• **WHAT THE TASK ASKS**: All entries are to be copied verbatim, while the pictures stay out.

(Items listed in a dataset)
━━━

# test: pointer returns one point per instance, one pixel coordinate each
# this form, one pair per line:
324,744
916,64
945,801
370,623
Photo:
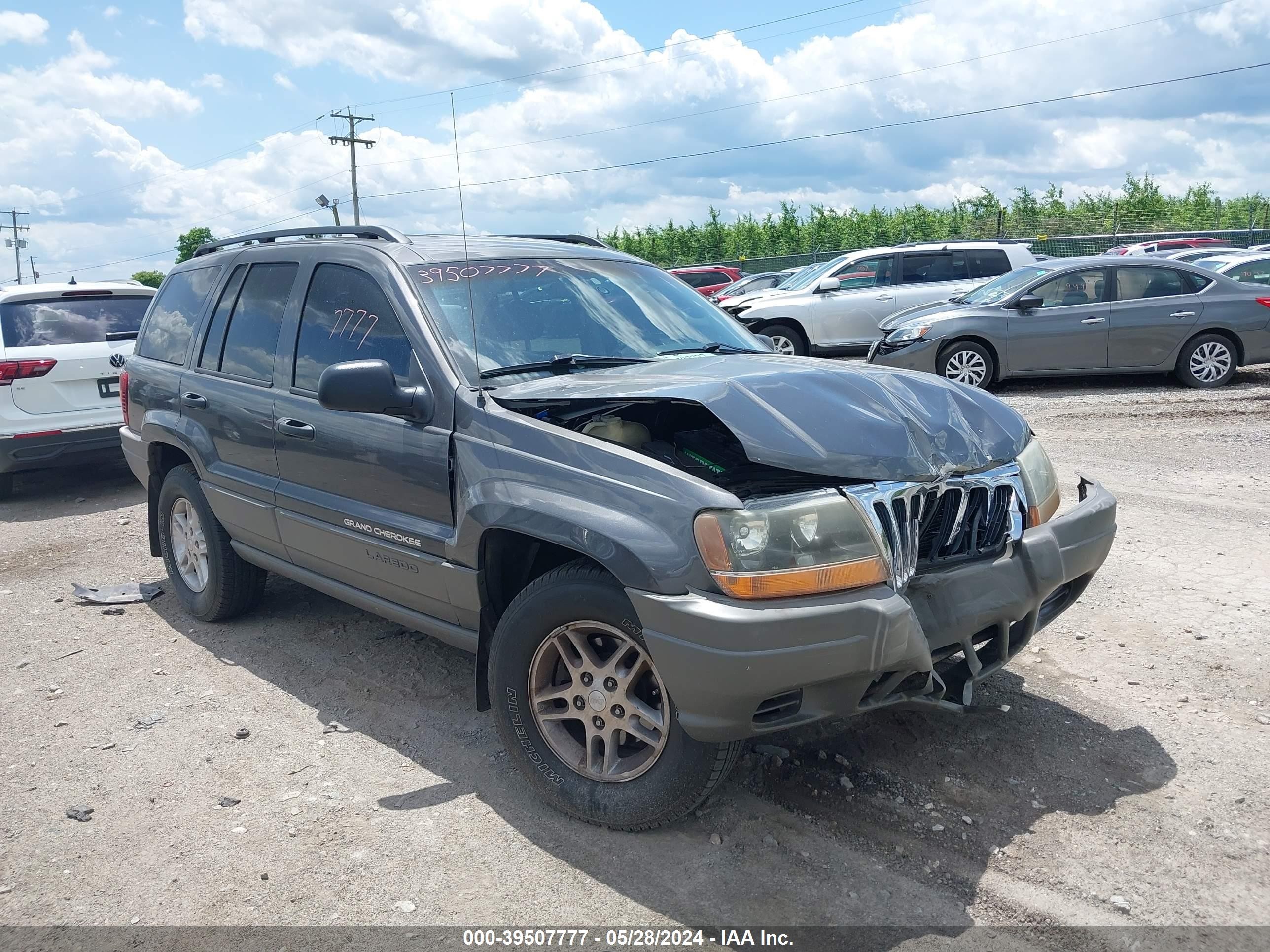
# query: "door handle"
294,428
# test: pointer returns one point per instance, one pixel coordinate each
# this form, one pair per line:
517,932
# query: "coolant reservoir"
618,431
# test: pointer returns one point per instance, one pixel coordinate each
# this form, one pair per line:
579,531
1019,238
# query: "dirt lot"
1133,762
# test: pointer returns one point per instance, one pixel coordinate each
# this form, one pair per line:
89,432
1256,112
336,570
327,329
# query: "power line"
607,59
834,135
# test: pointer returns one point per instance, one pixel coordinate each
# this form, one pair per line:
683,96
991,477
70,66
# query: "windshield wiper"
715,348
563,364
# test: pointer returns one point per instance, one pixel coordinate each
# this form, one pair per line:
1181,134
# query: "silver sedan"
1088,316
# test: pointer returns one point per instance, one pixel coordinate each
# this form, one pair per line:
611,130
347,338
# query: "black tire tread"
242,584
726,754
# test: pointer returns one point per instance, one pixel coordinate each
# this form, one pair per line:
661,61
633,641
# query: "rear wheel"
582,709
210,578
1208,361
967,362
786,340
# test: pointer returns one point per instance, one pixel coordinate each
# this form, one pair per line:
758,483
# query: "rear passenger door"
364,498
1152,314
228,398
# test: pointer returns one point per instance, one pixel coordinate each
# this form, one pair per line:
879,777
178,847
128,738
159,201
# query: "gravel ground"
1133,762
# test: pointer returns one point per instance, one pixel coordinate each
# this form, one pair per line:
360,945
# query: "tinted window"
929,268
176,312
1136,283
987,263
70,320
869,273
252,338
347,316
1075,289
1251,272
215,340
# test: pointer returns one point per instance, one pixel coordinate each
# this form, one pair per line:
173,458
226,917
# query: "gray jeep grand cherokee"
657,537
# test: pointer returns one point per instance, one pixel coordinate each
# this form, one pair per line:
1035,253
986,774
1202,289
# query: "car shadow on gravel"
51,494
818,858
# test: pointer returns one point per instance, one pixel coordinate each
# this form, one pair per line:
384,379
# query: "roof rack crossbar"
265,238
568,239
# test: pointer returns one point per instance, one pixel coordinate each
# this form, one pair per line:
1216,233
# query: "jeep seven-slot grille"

━━━

• **EXERCISE OUTPUT**:
# test: pointer returns one point per instance, one pixel coordinate each
# this form, one pair per line:
324,744
916,64
945,801
370,623
Photo:
# query: "door handle"
294,428
# test: pointer returns one point per instance, one pixel coordinate each
# this form, one pair per line:
517,932
# query: "coolant reservoir"
618,431
# test: pointer returns one point per instance, one pixel coordinate each
# this form, one pair per line:
579,531
1019,238
# query: "dirt lot"
1133,762
# test: pointer returns one point per instance, one pixel coordinate each
# this form, one pair per line:
89,432
1256,112
336,570
327,329
# query: "power line"
607,59
834,135
# test: pointer returns one point per instance, one pixel coordinate each
# this form, one pair per line:
683,96
991,477
70,66
# query: "windshield wiper"
715,348
563,364
# test: pointer returns one point per instance, one pixel coordinate each
# this form, one pair per line:
1181,134
# query: "silver sedan"
1088,316
# test: pointer returns one point per instance, one pixel coordinate each
# this form, one pair per line:
611,130
347,338
# query: "black tire tread"
242,584
726,754
# test: pointer returns one point per instance, one pixel coordinate each
# this form, one pair per line:
661,61
633,641
# query: "rear wheel"
582,709
210,578
1208,361
967,362
786,340
# test: pointer returns one point per instance, one pixel coordinate each
# this form, one pair per line:
758,483
# query: "rear passenger door"
364,498
1152,314
228,398
# test: pointer returns one point per instance, one pixel coordinate each
# this form, one pair per line:
879,777
178,847
128,738
159,201
# query: "gravel ground"
1133,762
# test: pointer returns one point per instance, one pixel coordinate each
# this form, one pair per line:
360,945
# query: "tinted window"
929,268
176,312
1136,283
987,263
70,320
869,273
252,338
347,316
1075,289
1251,272
215,340
# test: pointer returns one point per instance, one pixel coordinate each
# this form, one pair per line:
173,458
226,917
# query: "gray jeep grand cherokee"
657,537
# test: pointer returns one point per instance, one pixel coordinate each
# this form, one pair per line:
1035,253
986,774
1202,289
# query: "car shadow on gravel"
51,494
818,858
# test: pointer returns one point per instance, one pixel coordinate each
# this form, one pair per line:
384,379
# query: "roof rack crossbar"
265,238
568,239
# test: pointer returns one point per instance, one pixel coordinate each
# this form, one pair per line:
1216,233
# query: "jeep seven-slot grille"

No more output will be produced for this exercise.